*TASK TO CARRY OUT*: Update the dog-bite piece below by rewriting everything from "The whole notion" down to "bites in Ireland." with "criticism" replaced by "scrutiny".

*PASSAGE FOR REVIEW*:

────────────────

I can’t leave it alone. So I’ve been trawling the internet for the last 24hrs for the science and stats behind dog bites here in Ireland, the UK and US in an effort to build as full a picture as possible of the situation. I’m going to send it on to anyone that I think might be relevant to the “Dangerous Dogs” act in the hope it might do some good. While exhausting it is by no means exhaustive, so anyone with any other key studies do send them on. Best grab a cup of tea before reading!!
There was a strong emotional response to Alan Tobin’s Facebook post over the weekend. It concerned his support for local councils erecting “dangerous dog” signs in local parks. This is the leashing and muzzling of “restricted breeds” in public places, namely Bull breeds, German Shepherds, Rottweilers and Doberman, amongst others.
While some of the enormous and now global response (200,000 comments and counting), such as the death threats, was simply unforgivable and over-reactive bile, much more of it arose from a place of knowledge and passion for the breeds in question, something most agreed Mr. Tobin had demonstrated little of. Whatever your view point it has certainly opened up a much needed debate on the matter.
The whole notion of “Restricted Breeds”, part of the Control of Dogs Act 1998, has come in for a lot of criticism over the years for many reasons with one fact dominating, and that is it is absolutely not working to slow the number of dog bites in Ireland.

────────────────

*DATASET EXCERPTS*:

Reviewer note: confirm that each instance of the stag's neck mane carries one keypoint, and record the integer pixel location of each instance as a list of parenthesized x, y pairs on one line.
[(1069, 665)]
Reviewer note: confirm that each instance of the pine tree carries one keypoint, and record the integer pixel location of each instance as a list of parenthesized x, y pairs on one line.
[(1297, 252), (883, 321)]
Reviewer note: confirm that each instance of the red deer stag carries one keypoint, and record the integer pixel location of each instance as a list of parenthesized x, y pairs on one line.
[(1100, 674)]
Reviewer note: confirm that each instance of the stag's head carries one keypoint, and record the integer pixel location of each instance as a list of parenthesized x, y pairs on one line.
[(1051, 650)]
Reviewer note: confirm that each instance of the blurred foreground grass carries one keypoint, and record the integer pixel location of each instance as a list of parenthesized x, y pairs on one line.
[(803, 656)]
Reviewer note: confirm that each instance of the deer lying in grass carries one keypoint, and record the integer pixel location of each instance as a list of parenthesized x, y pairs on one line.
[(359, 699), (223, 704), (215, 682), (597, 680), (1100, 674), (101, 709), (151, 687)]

────────────────

*OUTPUT BELOW*:
The whole notion of “Restricted Breeds”, part of the Control of Dogs Act 1998, has come in for a lot of scrutiny over the years for many reasons with one fact dominating, and that is it is absolutely not working to slow the number of dog bites in Ireland.